GIVEN PROBLEM: The entries below are to be repeated exactly as they stand.

DATA ROWS:
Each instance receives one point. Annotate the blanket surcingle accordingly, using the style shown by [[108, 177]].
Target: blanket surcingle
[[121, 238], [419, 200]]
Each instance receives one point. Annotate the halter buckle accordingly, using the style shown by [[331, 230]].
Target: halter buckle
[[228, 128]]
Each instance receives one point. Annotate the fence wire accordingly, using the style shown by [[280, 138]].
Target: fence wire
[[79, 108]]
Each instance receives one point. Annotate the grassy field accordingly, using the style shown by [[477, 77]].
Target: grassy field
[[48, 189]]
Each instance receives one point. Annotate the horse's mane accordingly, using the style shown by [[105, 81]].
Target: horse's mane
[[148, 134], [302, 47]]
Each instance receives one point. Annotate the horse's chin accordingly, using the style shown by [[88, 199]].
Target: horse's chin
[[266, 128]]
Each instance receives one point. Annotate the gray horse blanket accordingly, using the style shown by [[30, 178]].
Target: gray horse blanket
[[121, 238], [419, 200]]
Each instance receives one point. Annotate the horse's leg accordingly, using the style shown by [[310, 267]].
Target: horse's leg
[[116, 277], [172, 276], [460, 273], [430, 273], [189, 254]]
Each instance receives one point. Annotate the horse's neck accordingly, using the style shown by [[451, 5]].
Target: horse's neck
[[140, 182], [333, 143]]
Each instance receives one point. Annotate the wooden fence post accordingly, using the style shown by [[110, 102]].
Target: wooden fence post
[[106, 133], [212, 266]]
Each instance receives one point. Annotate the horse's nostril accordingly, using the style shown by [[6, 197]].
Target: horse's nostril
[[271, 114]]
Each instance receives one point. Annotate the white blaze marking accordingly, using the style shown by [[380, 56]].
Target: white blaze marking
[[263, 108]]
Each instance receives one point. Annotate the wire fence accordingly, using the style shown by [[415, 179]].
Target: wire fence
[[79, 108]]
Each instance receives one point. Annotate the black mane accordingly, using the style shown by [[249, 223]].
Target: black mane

THE COMPLETED TASK:
Each instance receives one point. Annotate the blanket surcingle accordingly, using the style shown by [[108, 177]].
Target: blanket surcingle
[[121, 238], [419, 200]]
Each instance receives one point. Annotate the halter buckle accordingly, using the style shown by [[331, 230]].
Target: halter buckle
[[228, 128]]
Each instance receives one point. Annotate the fence wire accordingly, using the style shown by [[280, 138]].
Target: fence wire
[[79, 108]]
Each instance receives one point. Annotate the grassy field accordingly, using the style shown by [[477, 77]].
Target: grassy field
[[48, 189]]
Each instance receives one point. Annotate the horse's mane accordingly, using the style shown by [[105, 81]].
Target: horse's mane
[[148, 134], [302, 47]]
Each instance receives one point. Annotate the horse's chin accordingly, using the style shown by [[88, 199]].
Target: horse's chin
[[266, 128]]
Each instance receives one point. Annotate the gray horse blanket accordingly, using the style shown by [[30, 178]].
Target: gray horse blanket
[[121, 238], [419, 200]]
Each instance receives one point. Annotate the horse's leg accordingly, using the style shown by [[310, 267]].
Target: horse's leg
[[116, 277], [172, 276], [460, 273], [430, 273], [189, 254]]
Each instance receives one point. Annotate the horse's neck accordingly, using the style shown by [[451, 5]].
Target: horse's neck
[[140, 182], [333, 143]]
Each instance receives one point. Annotate the wooden fence post accordingly, using the style shown by [[110, 102]].
Target: wooden fence post
[[106, 133], [212, 266]]
Each instance receives one point. Annotate the horse's nostril accordingly, using the style shown by [[6, 197]].
Target: horse's nostril
[[271, 114]]
Each instance receives one point. Annotate the white blaze marking accordingly, using the style shown by [[380, 56]].
Target: white blaze marking
[[263, 108]]
Each instance receives one point. Annotate the wire fence accordingly, using the style shown by [[415, 179]].
Target: wire fence
[[79, 108]]
Each instance receives one point. Annotate the black mane accordingly, using the style shown by [[249, 223]].
Target: black mane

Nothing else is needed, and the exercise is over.